* [DATA PROVIDED]:
· · · ·

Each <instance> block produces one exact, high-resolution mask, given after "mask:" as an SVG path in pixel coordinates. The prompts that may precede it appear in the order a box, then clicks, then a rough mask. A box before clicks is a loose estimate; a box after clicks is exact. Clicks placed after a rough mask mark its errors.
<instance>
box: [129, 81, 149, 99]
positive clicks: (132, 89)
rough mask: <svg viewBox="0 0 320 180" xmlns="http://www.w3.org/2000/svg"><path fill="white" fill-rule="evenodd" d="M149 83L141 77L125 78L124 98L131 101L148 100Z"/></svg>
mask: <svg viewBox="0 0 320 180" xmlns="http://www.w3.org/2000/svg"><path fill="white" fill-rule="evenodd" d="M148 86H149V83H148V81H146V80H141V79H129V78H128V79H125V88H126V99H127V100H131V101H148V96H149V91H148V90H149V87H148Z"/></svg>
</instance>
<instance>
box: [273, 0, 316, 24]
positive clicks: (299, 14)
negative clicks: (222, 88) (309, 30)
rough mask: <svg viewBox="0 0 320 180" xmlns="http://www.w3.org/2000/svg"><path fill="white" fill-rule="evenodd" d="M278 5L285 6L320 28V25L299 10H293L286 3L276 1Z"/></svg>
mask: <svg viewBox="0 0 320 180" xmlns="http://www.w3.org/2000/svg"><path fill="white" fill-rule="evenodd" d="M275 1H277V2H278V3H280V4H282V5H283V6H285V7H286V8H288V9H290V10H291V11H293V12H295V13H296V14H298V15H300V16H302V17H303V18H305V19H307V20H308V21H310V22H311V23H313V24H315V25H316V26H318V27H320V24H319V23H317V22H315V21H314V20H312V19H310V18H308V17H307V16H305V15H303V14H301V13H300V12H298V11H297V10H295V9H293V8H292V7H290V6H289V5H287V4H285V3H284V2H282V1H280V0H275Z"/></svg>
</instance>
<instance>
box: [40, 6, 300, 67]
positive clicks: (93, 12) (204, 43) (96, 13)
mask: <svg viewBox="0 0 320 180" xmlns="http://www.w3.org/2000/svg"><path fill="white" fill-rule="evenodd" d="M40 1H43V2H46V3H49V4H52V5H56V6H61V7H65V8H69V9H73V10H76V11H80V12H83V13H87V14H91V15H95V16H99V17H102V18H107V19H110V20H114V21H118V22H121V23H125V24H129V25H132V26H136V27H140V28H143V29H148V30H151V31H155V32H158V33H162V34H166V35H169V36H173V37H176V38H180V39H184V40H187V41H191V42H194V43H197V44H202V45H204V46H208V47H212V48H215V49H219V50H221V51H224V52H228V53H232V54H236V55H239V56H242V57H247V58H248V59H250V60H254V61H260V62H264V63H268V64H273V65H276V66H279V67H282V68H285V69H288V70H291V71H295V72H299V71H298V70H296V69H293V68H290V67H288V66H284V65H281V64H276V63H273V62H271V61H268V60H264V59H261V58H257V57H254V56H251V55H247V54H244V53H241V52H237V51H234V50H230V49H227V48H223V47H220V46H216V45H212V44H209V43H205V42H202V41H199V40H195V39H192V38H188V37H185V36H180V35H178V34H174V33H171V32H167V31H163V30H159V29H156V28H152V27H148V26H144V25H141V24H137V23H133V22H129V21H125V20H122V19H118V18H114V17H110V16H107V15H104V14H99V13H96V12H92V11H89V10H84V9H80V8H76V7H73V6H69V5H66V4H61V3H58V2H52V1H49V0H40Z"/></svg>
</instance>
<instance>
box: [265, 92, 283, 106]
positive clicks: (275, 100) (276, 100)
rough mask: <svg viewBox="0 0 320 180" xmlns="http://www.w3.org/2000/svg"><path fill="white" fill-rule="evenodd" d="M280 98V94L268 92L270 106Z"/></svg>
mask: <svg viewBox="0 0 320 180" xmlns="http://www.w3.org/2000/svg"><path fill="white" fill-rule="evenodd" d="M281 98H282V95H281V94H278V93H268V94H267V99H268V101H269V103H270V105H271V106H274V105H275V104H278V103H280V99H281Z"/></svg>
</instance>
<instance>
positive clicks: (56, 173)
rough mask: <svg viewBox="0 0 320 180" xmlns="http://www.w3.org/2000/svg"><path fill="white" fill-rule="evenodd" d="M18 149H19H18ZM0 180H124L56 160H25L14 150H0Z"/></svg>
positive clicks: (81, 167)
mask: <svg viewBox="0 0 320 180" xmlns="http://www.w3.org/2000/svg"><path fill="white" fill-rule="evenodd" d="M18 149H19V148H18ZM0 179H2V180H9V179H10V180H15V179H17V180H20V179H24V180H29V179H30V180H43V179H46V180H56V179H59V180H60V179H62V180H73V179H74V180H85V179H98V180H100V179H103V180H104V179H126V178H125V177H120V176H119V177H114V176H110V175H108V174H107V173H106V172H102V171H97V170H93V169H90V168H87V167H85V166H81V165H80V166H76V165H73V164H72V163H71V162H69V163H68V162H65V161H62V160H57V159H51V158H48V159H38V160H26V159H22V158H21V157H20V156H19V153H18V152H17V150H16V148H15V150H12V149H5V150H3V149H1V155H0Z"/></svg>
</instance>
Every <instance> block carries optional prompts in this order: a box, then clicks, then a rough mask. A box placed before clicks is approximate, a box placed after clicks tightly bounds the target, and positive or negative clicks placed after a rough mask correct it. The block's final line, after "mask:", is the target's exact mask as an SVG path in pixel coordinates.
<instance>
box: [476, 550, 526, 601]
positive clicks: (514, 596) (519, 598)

· · · ·

* [WHAT IS EXPECTED]: Every entry above should be written out again, precisely.

* [WRITTEN RESPONSE]:
Each <instance> block produces one exact, high-resolution mask, given after "mask:" as an SVG path in pixel coordinates. The prompts that may precede it appear in the order a box, then clicks, then a rough mask. A box before clicks is a loose estimate; a box after clicks is exact. Clicks placed after a rough mask mark its errors.
<instance>
box: [129, 81, 149, 99]
positive clicks: (132, 89)
rough mask: <svg viewBox="0 0 320 180" xmlns="http://www.w3.org/2000/svg"><path fill="white" fill-rule="evenodd" d="M149 83L141 77L125 78L124 98L131 101L148 100Z"/></svg>
mask: <svg viewBox="0 0 320 180" xmlns="http://www.w3.org/2000/svg"><path fill="white" fill-rule="evenodd" d="M148 86H149V83H148V81H146V80H141V79H129V78H128V79H125V88H126V99H127V100H131V101H148V96H149V91H148V90H149V87H148Z"/></svg>
</instance>
<instance>
box: [273, 0, 316, 24]
positive clicks: (299, 14)
negative clicks: (222, 88) (309, 30)
rough mask: <svg viewBox="0 0 320 180" xmlns="http://www.w3.org/2000/svg"><path fill="white" fill-rule="evenodd" d="M278 5L285 6L320 28V25L299 10H293L286 3L276 1Z"/></svg>
mask: <svg viewBox="0 0 320 180" xmlns="http://www.w3.org/2000/svg"><path fill="white" fill-rule="evenodd" d="M275 1H277V2H278V3H280V4H282V5H283V6H285V7H286V8H288V9H290V10H291V11H293V12H295V13H296V14H298V15H300V16H302V17H303V18H305V19H307V20H308V21H310V22H311V23H313V24H315V25H316V26H318V27H320V24H319V23H317V22H315V21H314V20H312V19H310V18H308V17H307V16H305V15H303V14H301V13H300V12H298V11H297V10H295V9H293V8H292V7H290V6H289V5H287V4H285V3H284V2H282V1H280V0H275Z"/></svg>
</instance>
<instance>
box: [40, 6, 300, 67]
positive clicks: (93, 12) (204, 43) (96, 13)
mask: <svg viewBox="0 0 320 180" xmlns="http://www.w3.org/2000/svg"><path fill="white" fill-rule="evenodd" d="M40 1H43V2H46V3H49V4H52V5H56V6H61V7H65V8H69V9H73V10H76V11H80V12H83V13H87V14H91V15H95V16H99V17H102V18H107V19H110V20H114V21H118V22H121V23H125V24H129V25H132V26H136V27H140V28H143V29H148V30H151V31H155V32H158V33H162V34H166V35H169V36H173V37H176V38H180V39H184V40H187V41H191V42H194V43H197V44H202V45H204V46H208V47H212V48H215V49H219V50H221V51H224V52H228V53H232V54H236V55H239V56H242V57H247V58H248V59H250V60H254V61H260V62H264V63H268V64H273V65H276V66H279V67H282V68H285V69H288V70H291V71H295V72H299V71H298V70H296V69H293V68H290V67H288V66H284V65H281V64H276V63H273V62H271V61H268V60H264V59H261V58H257V57H254V56H251V55H247V54H244V53H241V52H237V51H234V50H230V49H227V48H223V47H220V46H216V45H212V44H209V43H205V42H202V41H199V40H195V39H192V38H188V37H185V36H180V35H178V34H174V33H171V32H167V31H163V30H159V29H156V28H152V27H148V26H144V25H141V24H137V23H133V22H129V21H125V20H122V19H118V18H114V17H110V16H107V15H104V14H99V13H96V12H92V11H89V10H84V9H80V8H76V7H73V6H69V5H66V4H61V3H58V2H52V1H49V0H40Z"/></svg>
</instance>
<instance>
box: [265, 92, 283, 106]
positive clicks: (275, 100) (276, 100)
rough mask: <svg viewBox="0 0 320 180" xmlns="http://www.w3.org/2000/svg"><path fill="white" fill-rule="evenodd" d="M280 98V94L268 92L270 106Z"/></svg>
mask: <svg viewBox="0 0 320 180" xmlns="http://www.w3.org/2000/svg"><path fill="white" fill-rule="evenodd" d="M281 98H282V95H281V94H278V93H268V94H267V99H268V101H269V103H270V105H271V106H274V105H275V104H278V103H280V99H281Z"/></svg>
</instance>
<instance>
positive clicks: (56, 173)
rough mask: <svg viewBox="0 0 320 180" xmlns="http://www.w3.org/2000/svg"><path fill="white" fill-rule="evenodd" d="M18 149H19H18ZM0 180H124L56 160H25L14 150H0Z"/></svg>
positive clicks: (81, 167)
mask: <svg viewBox="0 0 320 180" xmlns="http://www.w3.org/2000/svg"><path fill="white" fill-rule="evenodd" d="M18 149H19V148H18ZM0 179H2V180H9V179H10V180H15V179H17V180H20V179H24V180H29V179H30V180H43V179H46V180H56V179H59V180H60V179H62V180H73V179H74V180H85V179H98V180H100V179H103V180H104V179H126V178H125V177H120V176H119V177H114V176H110V175H108V174H107V173H106V172H102V171H97V170H93V169H90V168H87V167H85V166H81V165H80V166H76V165H73V164H72V163H71V162H69V163H68V162H65V161H62V160H57V159H51V158H48V159H38V160H26V159H22V158H21V157H20V156H19V153H18V152H17V150H16V148H15V150H12V149H5V150H3V149H1V155H0Z"/></svg>
</instance>
Every <instance> block carries optional prompts in this order: a box, then clicks, then a rough mask. A box placed before clicks is approximate, a box placed after clicks tightly bounds the target, and positive or negative clicks placed after a rough mask correct it. The block's final line, after "mask:", is the target's exact mask as an SVG path in pixel coordinates.
<instance>
box: [476, 550, 526, 601]
positive clicks: (514, 596) (519, 598)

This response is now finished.